Talking it Out
According to the American Psychiatric Association, the recommended method of treatment for clinical depression is a combination of medication and psychotherapy. But despite what you may believe, not every person who is dealing with dpression is on antidepressants. And you don't have to be on them either, if that's your choice.
More often talk therapy will be prescribed to help patients work through their symptoms. Here’s an overview of three common types of psychotherapy used to treat depression:
- Interpersonal Therapy helps you identify and resolve problems in your relationships that contribute to your depression.
- Cognitive Behavioral Therapy (CBT) focuses on the negative, inaccurate, self-defeating and/or pessimistic thoughts, beliefs and perceptions that are contributing to your depression. CBT not only focuses on identifying and changing your thought patterns but also on making specific behavioral changes to reflect and reinforce the new thoughts and beliefs.

* _Information shown_
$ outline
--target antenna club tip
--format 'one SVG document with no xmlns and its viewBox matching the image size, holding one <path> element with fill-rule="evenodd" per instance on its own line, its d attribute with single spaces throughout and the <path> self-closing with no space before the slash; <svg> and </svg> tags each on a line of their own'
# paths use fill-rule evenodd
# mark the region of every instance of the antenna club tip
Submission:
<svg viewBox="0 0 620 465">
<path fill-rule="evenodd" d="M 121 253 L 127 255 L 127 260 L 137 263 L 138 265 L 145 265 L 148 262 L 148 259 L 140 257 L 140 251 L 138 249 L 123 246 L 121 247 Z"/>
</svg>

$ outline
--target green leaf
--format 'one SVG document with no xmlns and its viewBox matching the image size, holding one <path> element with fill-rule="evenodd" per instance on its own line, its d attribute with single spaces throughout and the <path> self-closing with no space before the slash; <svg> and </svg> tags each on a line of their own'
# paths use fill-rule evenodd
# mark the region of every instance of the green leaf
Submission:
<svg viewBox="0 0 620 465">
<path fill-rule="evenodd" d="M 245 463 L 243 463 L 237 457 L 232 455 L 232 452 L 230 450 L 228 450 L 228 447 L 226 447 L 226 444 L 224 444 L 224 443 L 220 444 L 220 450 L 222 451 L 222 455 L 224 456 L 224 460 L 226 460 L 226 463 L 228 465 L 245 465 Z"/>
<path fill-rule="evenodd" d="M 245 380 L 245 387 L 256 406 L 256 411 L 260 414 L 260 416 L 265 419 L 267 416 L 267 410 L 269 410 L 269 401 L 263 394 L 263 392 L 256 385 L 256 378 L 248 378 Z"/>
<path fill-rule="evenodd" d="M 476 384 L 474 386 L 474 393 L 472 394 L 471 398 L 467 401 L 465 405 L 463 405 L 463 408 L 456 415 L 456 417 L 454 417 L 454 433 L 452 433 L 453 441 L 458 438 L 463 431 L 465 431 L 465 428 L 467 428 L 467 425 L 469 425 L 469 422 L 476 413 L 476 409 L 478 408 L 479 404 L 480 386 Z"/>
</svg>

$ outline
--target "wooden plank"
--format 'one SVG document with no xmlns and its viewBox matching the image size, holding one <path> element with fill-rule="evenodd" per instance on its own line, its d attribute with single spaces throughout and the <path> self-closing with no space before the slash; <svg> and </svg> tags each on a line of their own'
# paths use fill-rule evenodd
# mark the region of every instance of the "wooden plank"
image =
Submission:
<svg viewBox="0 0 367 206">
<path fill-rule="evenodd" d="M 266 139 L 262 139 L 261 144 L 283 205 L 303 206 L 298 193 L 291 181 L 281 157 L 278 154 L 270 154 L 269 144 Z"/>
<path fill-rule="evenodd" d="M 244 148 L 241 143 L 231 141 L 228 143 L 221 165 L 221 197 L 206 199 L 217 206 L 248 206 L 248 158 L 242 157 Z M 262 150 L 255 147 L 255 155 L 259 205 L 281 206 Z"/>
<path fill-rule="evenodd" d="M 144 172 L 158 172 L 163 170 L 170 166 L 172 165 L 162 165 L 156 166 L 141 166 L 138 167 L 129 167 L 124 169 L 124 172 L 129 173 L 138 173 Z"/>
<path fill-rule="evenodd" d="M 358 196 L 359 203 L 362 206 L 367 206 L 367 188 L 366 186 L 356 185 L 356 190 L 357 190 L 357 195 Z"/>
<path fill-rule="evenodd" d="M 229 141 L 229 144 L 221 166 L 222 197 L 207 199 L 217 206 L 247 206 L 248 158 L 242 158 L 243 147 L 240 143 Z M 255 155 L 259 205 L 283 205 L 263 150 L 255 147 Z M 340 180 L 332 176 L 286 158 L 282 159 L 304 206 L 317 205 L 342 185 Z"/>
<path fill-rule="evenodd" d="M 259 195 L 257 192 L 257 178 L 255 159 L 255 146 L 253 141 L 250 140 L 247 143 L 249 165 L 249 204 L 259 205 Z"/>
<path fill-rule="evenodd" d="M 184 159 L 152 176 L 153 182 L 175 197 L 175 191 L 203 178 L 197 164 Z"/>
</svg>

* _What this exercise asks_
**1.** Answer these from the text on talk therapy for depression:
(a) What combination of treatments does the American Psychiatric Association recommend for clinical depression?
(b) What does Interpersonal Therapy help you identify and resolve?
(c) Besides identifying and changing thought patterns, what does CBT also focus on?
**2.** Go on with the text on talk therapy for depression, picking up after its final sentence.

* _Written answers_
**1.**
(a) A combination of medication and psychotherapy.
(b) Problems in your relationships that contribute to your depression.
(c) Making specific behavioral changes to reflect and reinforce the new thoughts and beliefs.

**2.**
- Psychodynamic Therapy focuses on past experiences and how they might be contributing to your current depression, perhaps in ways of which you’re not aware.
Many health plans are beginning to offer talk therapy by phone—great for missed appointments or when you live too far from your preferred therapist. Ask your therapist or your insurance company if they offer this service.
DID YOU KNOW? Around 80% to 90% of depression patients who seek help for their symptoms respond positively to treatment. It’s a common myth that once you’re depressed, you remain depressed for the rest of your life.